▶ **Article**:
Protecting railway cyber-security today, tomorrow and for the future
Posted: 8 January 2021 | Richard Thomas | No comments yet
Richard Thomas is a UKRRIN Industrial Fellow in Data Integration and Cyber-Security at the Birmingham Centre for Railway Research and Education (BCRRE). In this article for Global Railway Review, Richard explains the intricacies of protecting and maintaining railway assets, while constantly evolving to meet the cyber-security needs of future technology.
The digital transformation of our railways – whether that is infrastructure assets, signalling or rolling stock – is continuing at a significant pace. Through the digitalisation of components, cyber-security now becomes a key consideration, as any attack that targets rail could have severe safety implications. Unlike our traditional Information Technology (IT) systems, railway assets fall under the category of ‘Operational Technology’ (OT) systems, where the requirements we place on these systems are very different.

[Records drawn from a collection]
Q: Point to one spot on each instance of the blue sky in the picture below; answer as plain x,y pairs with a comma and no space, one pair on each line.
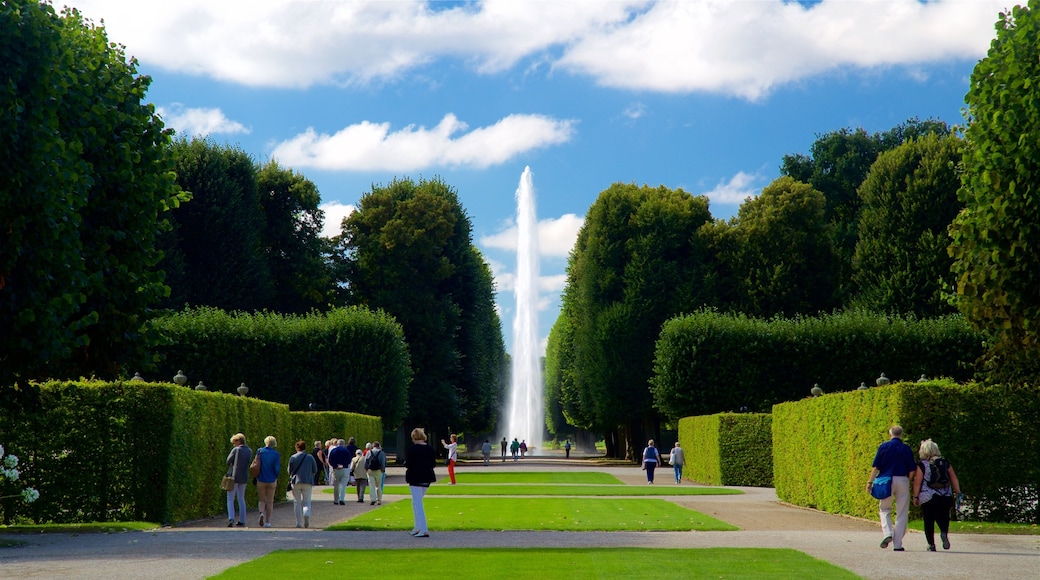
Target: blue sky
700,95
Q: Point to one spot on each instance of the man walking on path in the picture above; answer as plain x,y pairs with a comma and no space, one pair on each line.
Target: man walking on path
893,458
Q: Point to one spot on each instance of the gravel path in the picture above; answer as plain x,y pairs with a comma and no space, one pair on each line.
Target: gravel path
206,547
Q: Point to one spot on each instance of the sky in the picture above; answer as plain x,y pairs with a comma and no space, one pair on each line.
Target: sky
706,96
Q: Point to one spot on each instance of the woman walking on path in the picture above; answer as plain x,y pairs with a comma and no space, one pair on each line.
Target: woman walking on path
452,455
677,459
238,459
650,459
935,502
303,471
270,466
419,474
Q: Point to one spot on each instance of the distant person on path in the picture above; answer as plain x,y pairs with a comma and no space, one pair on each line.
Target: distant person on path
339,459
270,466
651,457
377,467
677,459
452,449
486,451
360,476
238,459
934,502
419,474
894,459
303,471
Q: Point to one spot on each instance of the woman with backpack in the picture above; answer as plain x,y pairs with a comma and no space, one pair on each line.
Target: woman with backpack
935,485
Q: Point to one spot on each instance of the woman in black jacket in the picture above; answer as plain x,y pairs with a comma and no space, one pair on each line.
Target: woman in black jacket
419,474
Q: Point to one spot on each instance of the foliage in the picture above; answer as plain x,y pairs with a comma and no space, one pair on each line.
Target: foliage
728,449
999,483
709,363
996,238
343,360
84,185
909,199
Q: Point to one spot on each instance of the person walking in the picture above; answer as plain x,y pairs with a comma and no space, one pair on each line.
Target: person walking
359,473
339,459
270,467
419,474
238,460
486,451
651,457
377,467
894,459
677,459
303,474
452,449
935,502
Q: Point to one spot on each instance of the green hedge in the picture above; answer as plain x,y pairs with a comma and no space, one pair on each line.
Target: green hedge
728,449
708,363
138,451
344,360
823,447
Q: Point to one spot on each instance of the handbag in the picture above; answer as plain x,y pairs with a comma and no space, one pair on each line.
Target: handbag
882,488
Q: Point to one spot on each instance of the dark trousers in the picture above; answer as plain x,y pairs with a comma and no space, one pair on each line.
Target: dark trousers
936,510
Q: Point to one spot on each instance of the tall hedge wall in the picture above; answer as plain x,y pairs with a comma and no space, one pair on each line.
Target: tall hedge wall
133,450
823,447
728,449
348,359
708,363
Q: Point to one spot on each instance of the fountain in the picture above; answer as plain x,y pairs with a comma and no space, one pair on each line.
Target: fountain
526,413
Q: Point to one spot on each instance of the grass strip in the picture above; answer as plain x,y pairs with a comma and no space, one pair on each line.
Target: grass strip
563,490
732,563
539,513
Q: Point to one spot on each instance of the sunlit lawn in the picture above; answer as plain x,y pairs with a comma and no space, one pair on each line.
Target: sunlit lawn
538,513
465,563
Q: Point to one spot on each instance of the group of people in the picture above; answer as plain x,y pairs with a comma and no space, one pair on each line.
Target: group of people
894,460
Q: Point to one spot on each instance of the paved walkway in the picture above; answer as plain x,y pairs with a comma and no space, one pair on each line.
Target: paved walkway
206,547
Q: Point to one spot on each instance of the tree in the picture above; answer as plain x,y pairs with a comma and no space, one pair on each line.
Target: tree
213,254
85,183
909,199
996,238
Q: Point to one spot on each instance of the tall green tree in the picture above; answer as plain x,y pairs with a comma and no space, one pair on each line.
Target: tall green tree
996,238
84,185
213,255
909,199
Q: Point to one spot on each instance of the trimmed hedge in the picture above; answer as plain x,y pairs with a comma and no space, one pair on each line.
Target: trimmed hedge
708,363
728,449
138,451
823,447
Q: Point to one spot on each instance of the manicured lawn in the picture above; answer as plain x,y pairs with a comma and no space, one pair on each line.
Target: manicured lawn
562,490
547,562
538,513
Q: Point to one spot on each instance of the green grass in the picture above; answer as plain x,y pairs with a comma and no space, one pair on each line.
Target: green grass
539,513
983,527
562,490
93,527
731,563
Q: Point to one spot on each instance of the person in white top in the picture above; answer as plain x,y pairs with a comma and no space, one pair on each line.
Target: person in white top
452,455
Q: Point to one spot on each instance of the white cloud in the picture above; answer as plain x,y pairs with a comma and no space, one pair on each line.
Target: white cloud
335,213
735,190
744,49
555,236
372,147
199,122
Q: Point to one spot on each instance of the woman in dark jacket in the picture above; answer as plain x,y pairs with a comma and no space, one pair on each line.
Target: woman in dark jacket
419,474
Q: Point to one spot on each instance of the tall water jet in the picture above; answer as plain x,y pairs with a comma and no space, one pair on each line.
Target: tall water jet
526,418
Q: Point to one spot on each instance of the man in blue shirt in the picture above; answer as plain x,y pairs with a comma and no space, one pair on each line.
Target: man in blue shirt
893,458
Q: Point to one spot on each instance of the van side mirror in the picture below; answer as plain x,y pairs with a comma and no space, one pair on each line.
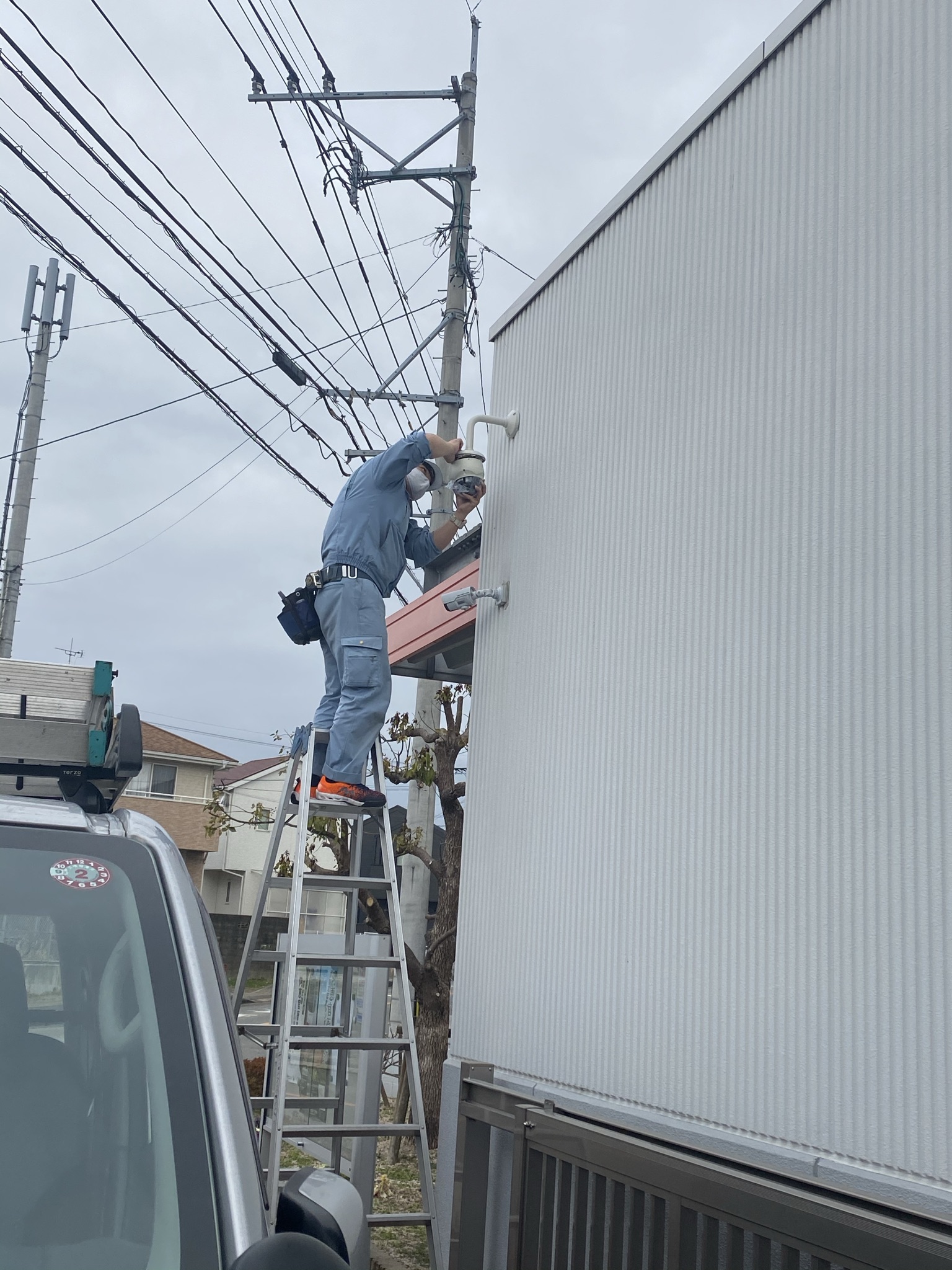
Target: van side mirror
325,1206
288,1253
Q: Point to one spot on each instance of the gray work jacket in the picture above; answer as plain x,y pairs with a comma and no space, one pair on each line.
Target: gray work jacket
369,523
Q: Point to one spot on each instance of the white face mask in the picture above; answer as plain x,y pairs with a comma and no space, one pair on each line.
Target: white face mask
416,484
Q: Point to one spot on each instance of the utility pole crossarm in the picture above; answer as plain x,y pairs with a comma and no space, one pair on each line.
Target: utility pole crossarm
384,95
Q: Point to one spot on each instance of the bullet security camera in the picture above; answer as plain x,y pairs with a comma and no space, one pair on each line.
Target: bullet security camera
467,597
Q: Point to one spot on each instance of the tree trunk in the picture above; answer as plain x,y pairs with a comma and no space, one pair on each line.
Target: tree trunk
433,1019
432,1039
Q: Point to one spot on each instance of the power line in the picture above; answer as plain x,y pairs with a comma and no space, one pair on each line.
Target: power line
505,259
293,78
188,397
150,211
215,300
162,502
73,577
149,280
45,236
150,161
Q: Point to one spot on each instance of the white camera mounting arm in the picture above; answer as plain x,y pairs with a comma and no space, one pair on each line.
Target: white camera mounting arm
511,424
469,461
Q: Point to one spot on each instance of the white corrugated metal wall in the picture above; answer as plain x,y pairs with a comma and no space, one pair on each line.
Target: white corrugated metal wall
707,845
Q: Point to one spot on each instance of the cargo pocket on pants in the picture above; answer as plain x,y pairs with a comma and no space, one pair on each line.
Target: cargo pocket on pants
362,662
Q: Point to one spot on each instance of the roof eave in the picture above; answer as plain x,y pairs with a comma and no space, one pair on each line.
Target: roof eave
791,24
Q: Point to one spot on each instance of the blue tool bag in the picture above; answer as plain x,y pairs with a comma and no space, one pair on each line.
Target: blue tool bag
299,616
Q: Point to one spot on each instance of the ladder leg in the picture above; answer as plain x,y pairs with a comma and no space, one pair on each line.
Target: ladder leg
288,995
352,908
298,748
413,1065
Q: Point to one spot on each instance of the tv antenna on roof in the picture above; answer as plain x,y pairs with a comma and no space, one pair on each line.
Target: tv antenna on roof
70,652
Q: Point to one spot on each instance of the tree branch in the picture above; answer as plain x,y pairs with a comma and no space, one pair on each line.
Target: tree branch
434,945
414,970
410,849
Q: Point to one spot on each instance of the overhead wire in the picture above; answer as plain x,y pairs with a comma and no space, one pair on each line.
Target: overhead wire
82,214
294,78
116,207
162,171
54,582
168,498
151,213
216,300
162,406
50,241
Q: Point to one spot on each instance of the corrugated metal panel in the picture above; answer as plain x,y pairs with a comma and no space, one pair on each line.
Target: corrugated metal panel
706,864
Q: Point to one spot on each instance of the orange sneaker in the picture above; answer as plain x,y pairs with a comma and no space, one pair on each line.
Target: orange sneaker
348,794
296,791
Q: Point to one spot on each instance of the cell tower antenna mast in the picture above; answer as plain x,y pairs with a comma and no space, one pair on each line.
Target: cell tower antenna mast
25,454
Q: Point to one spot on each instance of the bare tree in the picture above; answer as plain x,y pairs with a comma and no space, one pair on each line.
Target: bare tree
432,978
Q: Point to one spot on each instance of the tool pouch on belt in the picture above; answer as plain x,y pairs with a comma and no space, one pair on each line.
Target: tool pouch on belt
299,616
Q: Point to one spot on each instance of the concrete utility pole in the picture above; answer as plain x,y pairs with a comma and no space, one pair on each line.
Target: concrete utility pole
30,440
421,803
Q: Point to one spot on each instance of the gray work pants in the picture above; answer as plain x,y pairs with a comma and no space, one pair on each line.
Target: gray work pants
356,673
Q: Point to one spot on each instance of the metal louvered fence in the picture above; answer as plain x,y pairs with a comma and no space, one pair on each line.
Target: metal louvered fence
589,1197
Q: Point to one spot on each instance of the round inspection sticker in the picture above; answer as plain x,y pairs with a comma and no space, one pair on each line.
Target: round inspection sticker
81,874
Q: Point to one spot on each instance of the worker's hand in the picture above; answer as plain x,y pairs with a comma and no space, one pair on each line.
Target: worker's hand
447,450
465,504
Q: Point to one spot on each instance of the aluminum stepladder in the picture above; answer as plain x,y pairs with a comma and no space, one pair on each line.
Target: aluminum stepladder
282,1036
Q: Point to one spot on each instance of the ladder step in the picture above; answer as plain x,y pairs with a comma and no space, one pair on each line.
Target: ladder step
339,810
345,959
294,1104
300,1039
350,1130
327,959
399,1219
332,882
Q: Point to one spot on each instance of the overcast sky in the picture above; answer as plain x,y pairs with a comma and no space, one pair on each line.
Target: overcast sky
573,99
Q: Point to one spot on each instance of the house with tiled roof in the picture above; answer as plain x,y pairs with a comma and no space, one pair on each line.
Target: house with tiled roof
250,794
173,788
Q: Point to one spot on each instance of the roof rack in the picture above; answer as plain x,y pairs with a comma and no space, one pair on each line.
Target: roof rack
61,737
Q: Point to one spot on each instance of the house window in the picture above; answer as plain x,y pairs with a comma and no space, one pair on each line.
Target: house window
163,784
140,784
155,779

▶ **Aim A**:
State whether each statement agrees with the railway cyber-security article, answering yes or no and quoting the words of the article that decide it.
(i) The article was posted on 8 January 2021.
(ii) Richard Thomas is an Industrial Fellow at the Birmingham Centre for Railway Research and Education.
(iii) Railway assets fall under the category of Information Technology systems.
▶ **Aim B**:
Answer these questions from the railway cyber-security article.
(i) For which publication was the article written?
(ii) Which three parts of the railways does the article name in describing their digital transformation?
(iii) What could any attack that targets rail have?
▶ **Aim C**:
Please print the part of the railway cyber-security article that begins at the words "Protecting railway cyber-security" and stops after "of future technology.".
Answer from the railway cyber-security article alone.

▶ **Answer A**:
(i) Yes: "Posted: 8 January 2021"
(ii) Yes: "Richard Thomas is a UKRRIN Industrial Fellow in Data Integration and Cyber-Security at the Birmingham Centre for Railway Research and Education (BCRRE)"
(iii) No: "railway assets fall under the category of ‘Operational Technology’ (OT) systems"

▶ **Answer B**:
(i) Global Railway Review
(ii) Infrastructure assets, signalling and rolling stock
(iii) Severe safety implications

▶ **Answer C**:
Protecting railway cyber-security today, tomorrow and for the future
Posted: 8 January 2021 | Richard Thomas | No comments yet
Richard Thomas is a UKRRIN Industrial Fellow in Data Integration and Cyber-Security at the Birmingham Centre for Railway Research and Education (BCRRE). In this article for Global Railway Review, Richard explains the intricacies of protecting and maintaining railway assets, while constantly evolving to meet the cyber-security needs of future technology.